Here is a similar idea with simpler computation. Define $$f(x) = \begin{cases} \left(\frac{a+b}2-x\right)^{1/p},&\text{ if } x \in \left[a, \frac{a+b}2\right] \\ 0,&\text{ if } x \in \left[\frac{a+b}2,b\right] \end{cases}$$

$$g(x) = \begin{cases} 0,&\text{ if } x \in \left[a, \frac{a+b}2\right] \\ \left(x-\frac{a+b}2\right)^{1/p},&\text{ if } x \in \left[\frac{a+b}2,b\right] \end{cases}$$

Notice that $f$ and $g$ have disjoint supports so $$f(x)+g(x) = \left|\frac{a+b}2-x\right|^{1/p}$$ and $$f(x)-g(x) = \operatorname{sign}\left(\frac{a+b}2-x\right)\left|\frac{a+b}2-x\right|^{1/p}$$

We get $$\|f\|_p^2 = \left(\int_{\left[a, \frac{a+b}2\right]} \left(\frac{a+b}2-x\right)\,dx\right)^{2/p} = \left[\frac{(b-a)^2}8\right]^{2/p}$$ Similarly we also see $\|g\|_p^2 = \left[\frac{(b-a)^2}8\right]^{2/p}$, $\|f+g\|_p^2 = \left[\frac{(b-a)^2}4\right]^{2/p}$ and $\|f-g\|_p^2 = 0$.

◆ Data segment:
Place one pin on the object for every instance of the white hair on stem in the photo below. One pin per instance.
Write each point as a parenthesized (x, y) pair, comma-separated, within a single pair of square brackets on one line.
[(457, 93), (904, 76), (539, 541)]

◆ Problem to work on:
Retype, character for character, the section of the passage above on the functions $f$ and $g$ that starts at the words "Notice that $f$" and stops after the words "and $\|f-g\|_p^2 = 0$.".

◆ The reply:
Notice that $f$ and $g$ have disjoint supports so $$f(x)+g(x) = \left|\frac{a+b}2-x\right|^{1/p}$$ and $$f(x)-g(x) = \operatorname{sign}\left(\frac{a+b}2-x\right)\left|\frac{a+b}2-x\right|^{1/p}$$

We get $$\|f\|_p^2 = \left(\int_{\left[a, \frac{a+b}2\right]} \left(\frac{a+b}2-x\right)\,dx\right)^{2/p} = \left[\frac{(b-a)^2}8\right]^{2/p}$$ Similarly we also see $\|g\|_p^2 = \left[\frac{(b-a)^2}8\right]^{2/p}$, $\|f+g\|_p^2 = \left[\frac{(b-a)^2}4\right]^{2/p}$ and $\|f-g\|_p^2 = 0$.